**TASK OBJECTIVE**
Rewrite all the items below, swapping "bounding box coordinates" for "box coordinates" and leaving everything else unchanged. Leave the picture out of your answer.

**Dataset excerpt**
****

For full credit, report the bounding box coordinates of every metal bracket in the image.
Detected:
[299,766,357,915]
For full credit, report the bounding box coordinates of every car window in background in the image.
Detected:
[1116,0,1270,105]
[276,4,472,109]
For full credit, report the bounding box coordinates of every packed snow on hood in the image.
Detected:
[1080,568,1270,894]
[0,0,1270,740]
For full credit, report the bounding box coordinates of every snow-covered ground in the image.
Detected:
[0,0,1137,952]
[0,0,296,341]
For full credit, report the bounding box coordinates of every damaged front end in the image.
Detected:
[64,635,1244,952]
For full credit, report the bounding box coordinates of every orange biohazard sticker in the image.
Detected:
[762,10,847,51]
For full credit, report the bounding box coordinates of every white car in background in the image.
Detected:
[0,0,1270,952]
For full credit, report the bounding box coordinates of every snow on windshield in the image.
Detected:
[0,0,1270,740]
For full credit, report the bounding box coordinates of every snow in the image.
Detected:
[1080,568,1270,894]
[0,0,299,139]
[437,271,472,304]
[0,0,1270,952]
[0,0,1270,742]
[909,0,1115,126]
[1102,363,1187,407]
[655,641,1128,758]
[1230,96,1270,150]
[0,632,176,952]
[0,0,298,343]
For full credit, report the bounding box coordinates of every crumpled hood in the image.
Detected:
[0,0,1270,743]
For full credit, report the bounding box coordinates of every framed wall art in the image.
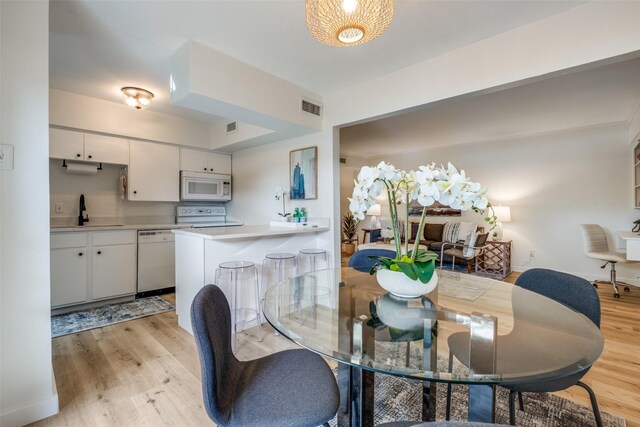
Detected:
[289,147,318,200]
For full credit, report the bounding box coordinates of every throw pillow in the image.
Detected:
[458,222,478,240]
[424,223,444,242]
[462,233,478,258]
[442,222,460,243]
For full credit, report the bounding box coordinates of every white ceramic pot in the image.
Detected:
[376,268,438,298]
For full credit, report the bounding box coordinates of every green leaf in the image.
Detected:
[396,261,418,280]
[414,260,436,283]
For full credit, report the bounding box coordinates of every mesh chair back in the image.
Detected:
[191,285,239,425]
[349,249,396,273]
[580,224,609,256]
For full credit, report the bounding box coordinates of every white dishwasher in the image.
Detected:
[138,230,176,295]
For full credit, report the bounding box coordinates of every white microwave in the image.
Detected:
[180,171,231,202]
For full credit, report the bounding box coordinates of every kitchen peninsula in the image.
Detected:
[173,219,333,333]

****

**IN RESPONSE**
For full credit, report the box coordinates of every metal bracket in the image.
Detected:
[299,766,357,915]
For full credit, report the box coordinates of every car window in background in the image.
Detected:
[1116,0,1270,105]
[276,4,472,109]
For full credit, report the box coordinates of every packed snow on hood in the image.
Detected:
[1080,568,1270,894]
[0,0,1270,740]
For full credit, report the box coordinates of every snow-covered ground in the image.
Detected:
[0,0,1137,952]
[0,0,296,341]
For full credit, report the box coordinates of every damaged front end in the image.
Detected:
[64,635,1244,952]
For full credit, report the box coordinates of every orange biohazard sticker in the image.
Detected:
[762,10,847,51]
For full credit, report the box coordinates of every white car in background in the image.
Detected:
[0,0,1270,952]
For full credit, report the box coordinates of every snow on windshield in the image.
Detected:
[0,0,1270,740]
For full credit, report the box coordinates of every snow in the image.
Detected:
[1080,568,1270,894]
[0,0,299,139]
[437,271,472,304]
[0,0,1270,952]
[0,0,1270,742]
[909,0,1115,126]
[1102,363,1187,407]
[655,641,1128,758]
[1230,96,1270,150]
[0,632,176,952]
[0,0,298,343]
For full credit, report the box coordinates of every crumpled hood in the image.
Detected:
[0,0,1270,743]
For full credit, report the box coordinates of every framed wall art in the image.
Detected:
[289,147,318,200]
For full credit, report the box coordinates of every throw pillow in the image.
Detected:
[458,222,478,240]
[424,223,444,242]
[462,233,478,258]
[442,222,460,243]
For full credit, report the box coordinates of every white ceramic pot in the image.
Detected:
[376,268,438,298]
For full credit, report the box coordinates of every green leaf in the image.
Detected:
[396,261,418,280]
[414,260,436,283]
For full credit, report the box coordinates of every mesh chair back in the image.
Detected:
[191,285,239,425]
[349,249,396,273]
[580,224,609,256]
For full credit, report the box coordinates of every white dishwasher in the image.
Detected:
[138,230,176,295]
For full credit, report the box coordinates of every white microwave in the image.
Detected:
[180,171,231,202]
For full credit, report the box coordinates of every kitchen peninsula in the image.
Detected:
[173,219,333,333]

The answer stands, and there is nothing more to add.